Your goal:
Print each line exactly as it is given.

Dataset items:
────
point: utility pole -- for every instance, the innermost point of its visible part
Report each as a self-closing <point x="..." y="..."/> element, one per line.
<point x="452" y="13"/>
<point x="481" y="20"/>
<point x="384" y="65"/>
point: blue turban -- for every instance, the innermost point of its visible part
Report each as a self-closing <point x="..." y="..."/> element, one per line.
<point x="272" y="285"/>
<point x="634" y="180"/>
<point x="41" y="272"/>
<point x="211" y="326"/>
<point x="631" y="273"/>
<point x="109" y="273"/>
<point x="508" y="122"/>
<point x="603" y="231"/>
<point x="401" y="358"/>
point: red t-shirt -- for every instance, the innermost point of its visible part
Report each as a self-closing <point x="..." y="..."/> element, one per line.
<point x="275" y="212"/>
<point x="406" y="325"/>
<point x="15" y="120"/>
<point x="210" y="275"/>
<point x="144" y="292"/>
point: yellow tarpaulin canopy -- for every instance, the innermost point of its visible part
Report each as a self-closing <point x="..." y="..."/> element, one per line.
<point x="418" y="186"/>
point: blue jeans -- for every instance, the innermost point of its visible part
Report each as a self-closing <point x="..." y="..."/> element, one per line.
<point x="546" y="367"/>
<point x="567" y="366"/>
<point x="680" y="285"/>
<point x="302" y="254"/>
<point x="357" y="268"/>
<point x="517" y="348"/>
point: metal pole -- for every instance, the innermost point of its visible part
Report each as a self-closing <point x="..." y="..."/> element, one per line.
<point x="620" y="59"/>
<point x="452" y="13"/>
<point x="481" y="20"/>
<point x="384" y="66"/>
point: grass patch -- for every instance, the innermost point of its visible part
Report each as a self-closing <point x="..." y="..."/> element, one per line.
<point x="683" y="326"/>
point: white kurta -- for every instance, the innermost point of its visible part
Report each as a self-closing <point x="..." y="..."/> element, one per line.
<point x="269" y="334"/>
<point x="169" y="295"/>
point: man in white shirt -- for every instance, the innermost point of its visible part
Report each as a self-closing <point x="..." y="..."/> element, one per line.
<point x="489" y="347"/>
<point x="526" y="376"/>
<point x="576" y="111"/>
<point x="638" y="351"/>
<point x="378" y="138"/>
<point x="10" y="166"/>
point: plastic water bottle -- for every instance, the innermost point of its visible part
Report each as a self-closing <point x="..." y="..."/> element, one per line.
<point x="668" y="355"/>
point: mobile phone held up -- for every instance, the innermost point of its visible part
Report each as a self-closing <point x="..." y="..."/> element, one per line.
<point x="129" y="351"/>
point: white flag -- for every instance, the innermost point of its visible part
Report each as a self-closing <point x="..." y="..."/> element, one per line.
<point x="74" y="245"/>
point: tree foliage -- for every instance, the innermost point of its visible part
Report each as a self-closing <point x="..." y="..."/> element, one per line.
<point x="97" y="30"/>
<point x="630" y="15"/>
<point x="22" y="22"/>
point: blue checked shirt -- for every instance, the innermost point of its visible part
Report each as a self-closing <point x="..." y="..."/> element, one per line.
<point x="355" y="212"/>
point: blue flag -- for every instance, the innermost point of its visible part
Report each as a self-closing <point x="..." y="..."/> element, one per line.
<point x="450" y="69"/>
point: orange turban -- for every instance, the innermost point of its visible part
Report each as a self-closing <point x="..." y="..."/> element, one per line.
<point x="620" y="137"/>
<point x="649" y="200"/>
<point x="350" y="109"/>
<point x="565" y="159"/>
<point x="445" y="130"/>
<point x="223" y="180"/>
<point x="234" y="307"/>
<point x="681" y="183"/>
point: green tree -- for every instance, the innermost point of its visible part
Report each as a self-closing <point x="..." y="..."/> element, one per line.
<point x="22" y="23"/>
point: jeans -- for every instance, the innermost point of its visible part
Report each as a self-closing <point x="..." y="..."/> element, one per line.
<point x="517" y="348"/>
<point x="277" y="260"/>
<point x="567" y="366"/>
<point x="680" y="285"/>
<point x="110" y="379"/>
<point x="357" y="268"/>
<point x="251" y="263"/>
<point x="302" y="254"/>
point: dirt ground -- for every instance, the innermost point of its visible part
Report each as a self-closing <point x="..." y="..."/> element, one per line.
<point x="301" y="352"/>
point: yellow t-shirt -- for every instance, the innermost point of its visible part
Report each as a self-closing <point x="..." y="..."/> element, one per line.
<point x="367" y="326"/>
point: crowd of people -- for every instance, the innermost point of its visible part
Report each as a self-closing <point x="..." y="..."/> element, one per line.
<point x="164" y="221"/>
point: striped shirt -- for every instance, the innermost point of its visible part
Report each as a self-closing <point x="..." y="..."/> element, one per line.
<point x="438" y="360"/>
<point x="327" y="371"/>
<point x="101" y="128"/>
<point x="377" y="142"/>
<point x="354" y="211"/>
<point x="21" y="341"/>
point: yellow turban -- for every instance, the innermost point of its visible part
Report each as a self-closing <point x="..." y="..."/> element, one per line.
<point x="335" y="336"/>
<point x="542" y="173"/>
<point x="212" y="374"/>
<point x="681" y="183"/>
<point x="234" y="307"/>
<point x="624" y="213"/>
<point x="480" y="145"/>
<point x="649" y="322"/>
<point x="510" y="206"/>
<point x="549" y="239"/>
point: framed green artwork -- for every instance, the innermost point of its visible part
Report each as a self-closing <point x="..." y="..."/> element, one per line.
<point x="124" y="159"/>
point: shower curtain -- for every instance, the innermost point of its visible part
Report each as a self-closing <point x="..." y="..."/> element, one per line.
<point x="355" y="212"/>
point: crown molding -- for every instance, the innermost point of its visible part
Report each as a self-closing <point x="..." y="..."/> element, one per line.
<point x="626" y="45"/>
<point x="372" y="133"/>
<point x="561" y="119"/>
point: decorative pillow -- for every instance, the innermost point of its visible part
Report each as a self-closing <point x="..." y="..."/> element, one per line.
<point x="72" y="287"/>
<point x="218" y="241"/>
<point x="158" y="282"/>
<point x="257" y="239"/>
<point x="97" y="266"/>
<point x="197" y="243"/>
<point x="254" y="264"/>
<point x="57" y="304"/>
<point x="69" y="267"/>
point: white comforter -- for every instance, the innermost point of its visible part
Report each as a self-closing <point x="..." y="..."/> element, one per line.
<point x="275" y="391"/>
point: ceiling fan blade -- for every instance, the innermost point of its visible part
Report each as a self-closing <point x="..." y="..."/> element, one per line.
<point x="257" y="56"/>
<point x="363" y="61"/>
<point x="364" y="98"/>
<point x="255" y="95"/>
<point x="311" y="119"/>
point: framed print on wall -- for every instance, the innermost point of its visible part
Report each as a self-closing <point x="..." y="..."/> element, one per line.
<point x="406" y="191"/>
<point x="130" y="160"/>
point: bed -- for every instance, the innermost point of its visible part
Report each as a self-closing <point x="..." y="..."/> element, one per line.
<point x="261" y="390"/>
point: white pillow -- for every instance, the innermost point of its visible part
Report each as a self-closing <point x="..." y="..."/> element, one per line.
────
The output:
point: utility pole -- for every instance, the innermost point of its visible part
Report each as a self-closing <point x="..." y="..."/> element, one per line.
<point x="452" y="13"/>
<point x="481" y="20"/>
<point x="384" y="65"/>
point: blue turban -- for every instance, the innermost point of its visible part
Report each as a self-closing <point x="..." y="..."/> element, one per line.
<point x="272" y="285"/>
<point x="634" y="180"/>
<point x="41" y="272"/>
<point x="211" y="326"/>
<point x="631" y="273"/>
<point x="109" y="273"/>
<point x="508" y="122"/>
<point x="603" y="231"/>
<point x="401" y="358"/>
point: red t-shirt -- for every instance, the innermost point of its visible part
Report each as a self-closing <point x="..." y="..."/> element, one per line.
<point x="275" y="212"/>
<point x="406" y="325"/>
<point x="15" y="120"/>
<point x="210" y="275"/>
<point x="144" y="292"/>
point: yellow tarpaulin canopy -- for every instance, the innermost point of its visible part
Report each as a self-closing <point x="..." y="..."/> element, one per line.
<point x="418" y="186"/>
point: blue jeans -- for every instance, the innermost point of its visible part
Report each as a self-closing <point x="..." y="..."/> element, one per line.
<point x="546" y="367"/>
<point x="567" y="366"/>
<point x="680" y="285"/>
<point x="302" y="254"/>
<point x="357" y="268"/>
<point x="517" y="348"/>
point: metal pole -- for every instance, the innermost point of its visible part
Report each as a self-closing <point x="..." y="..."/> element, one per line.
<point x="620" y="59"/>
<point x="452" y="13"/>
<point x="481" y="20"/>
<point x="384" y="66"/>
point: grass patch -- for every instance, the innermost point of its visible part
Report each as a self-closing <point x="..." y="..."/> element, one per line.
<point x="683" y="326"/>
point: white kurta -- for every instance, the innermost point of its visible part
Report each as a self-closing <point x="..." y="..."/> element, one per line.
<point x="269" y="334"/>
<point x="169" y="295"/>
point: man in white shirt -- for every instance, the innermost point of its visible part
Report each as a self-closing <point x="..." y="..."/> element, one per line.
<point x="489" y="347"/>
<point x="526" y="376"/>
<point x="576" y="111"/>
<point x="638" y="351"/>
<point x="378" y="138"/>
<point x="10" y="166"/>
point: plastic water bottle -- for every instance, the innermost point of its visible part
Report each as a self-closing <point x="..." y="..."/> element, one per line.
<point x="668" y="355"/>
point: mobile phone held up -- for every instance, the innermost point of its visible part
Report each as a self-closing <point x="..." y="..."/> element, one per line.
<point x="129" y="351"/>
point: white flag -- for every instance, the innermost point of its visible part
Report each as a self-closing <point x="..." y="..."/> element, one per line.
<point x="74" y="245"/>
point: tree foliage -- for every instance, the innermost point of its visible part
Report each as a self-closing <point x="..." y="..."/> element, one per line.
<point x="97" y="30"/>
<point x="630" y="15"/>
<point x="22" y="22"/>
point: blue checked shirt -- for every instance, the innermost point of its visible part
Report each as a self-closing <point x="..." y="..."/> element, one per line.
<point x="355" y="212"/>
point: blue flag -- for every instance, the innermost point of its visible part
Report each as a self-closing <point x="..." y="..."/> element, one per line.
<point x="450" y="69"/>
point: orange turban -- for every instance, the innermost point of its visible part
Report each as a self-closing <point x="..." y="..."/> element, one per line.
<point x="620" y="137"/>
<point x="649" y="200"/>
<point x="350" y="109"/>
<point x="565" y="159"/>
<point x="445" y="130"/>
<point x="223" y="180"/>
<point x="234" y="307"/>
<point x="681" y="183"/>
point: green tree -- for every instance, the innermost point of its visible part
Report each as a self-closing <point x="..." y="..."/> element, one per line.
<point x="22" y="23"/>
point: jeans -- for every instance, the innermost point of its visible part
Report each as a self-closing <point x="..." y="..."/> element, one per line.
<point x="517" y="348"/>
<point x="277" y="260"/>
<point x="567" y="366"/>
<point x="680" y="285"/>
<point x="110" y="379"/>
<point x="357" y="268"/>
<point x="251" y="263"/>
<point x="302" y="254"/>
point: dirt ground -- for every instance, the innermost point of its visible part
Report each as a self-closing <point x="..." y="..."/> element, one per line.
<point x="301" y="352"/>
point: yellow t-shirt -- for every instance, the innermost point of its visible part
Report each as a self-closing <point x="..." y="..."/> element, one per line.
<point x="367" y="326"/>
point: crowd of people -- for every instance, the innermost point of its visible part
Report each as a self-closing <point x="..." y="..."/> element, one per line.
<point x="164" y="221"/>
point: striped shirt -- for every instance, the innermost point of its visible part
Report each as a self-closing <point x="..." y="..."/> element, one per line.
<point x="438" y="360"/>
<point x="327" y="371"/>
<point x="101" y="128"/>
<point x="377" y="142"/>
<point x="354" y="211"/>
<point x="21" y="341"/>
point: yellow turban -- for every instance, the innermost point of its visible part
Report each as a self-closing <point x="..." y="..."/> element, one per line.
<point x="335" y="336"/>
<point x="542" y="173"/>
<point x="212" y="374"/>
<point x="681" y="183"/>
<point x="234" y="307"/>
<point x="624" y="213"/>
<point x="480" y="145"/>
<point x="649" y="322"/>
<point x="510" y="206"/>
<point x="549" y="239"/>
point: framed green artwork -- for every instance, the innermost point of its visible part
Report each as a self-closing <point x="..." y="..."/> element, one per line.
<point x="124" y="159"/>
point: shower curtain -- for every instance, the innermost point of its visible part
Report each as a self-closing <point x="..." y="..."/> element, one per line.
<point x="355" y="212"/>
point: crown molding -- for every instance, the innermost point of its visible part
Report each as a self-closing <point x="..." y="..."/> element, one per line.
<point x="626" y="45"/>
<point x="372" y="133"/>
<point x="561" y="119"/>
point: decorative pillow -- for every instance, the innermost point of its visible part
Report each as a self-closing <point x="..." y="..."/> element, one per line.
<point x="72" y="287"/>
<point x="218" y="241"/>
<point x="158" y="282"/>
<point x="257" y="239"/>
<point x="97" y="266"/>
<point x="197" y="243"/>
<point x="254" y="264"/>
<point x="57" y="304"/>
<point x="69" y="267"/>
point: white comforter -- for every instance, the innermost point of its visible part
Report each as a self-closing <point x="..." y="..."/> element, one per line.
<point x="275" y="391"/>
point: ceiling fan blade -- for every instance, the innermost point of its visible part
Report each as a self-closing <point x="..." y="..."/> element, one per line.
<point x="257" y="56"/>
<point x="363" y="61"/>
<point x="364" y="98"/>
<point x="255" y="95"/>
<point x="311" y="119"/>
point: framed print on wall -- for every instance, the innermost point of its visible part
Report each as a self-closing <point x="..." y="..."/> element, one per line.
<point x="406" y="191"/>
<point x="130" y="160"/>
point: bed -- for every instance, the innermost point of its visible part
Report each as a self-closing <point x="..." y="..."/> element, one per line.
<point x="261" y="390"/>
point: white pillow -- for every instance, the innermost point of its visible part
Report each as a self-closing <point x="..." y="..."/> element, one per line.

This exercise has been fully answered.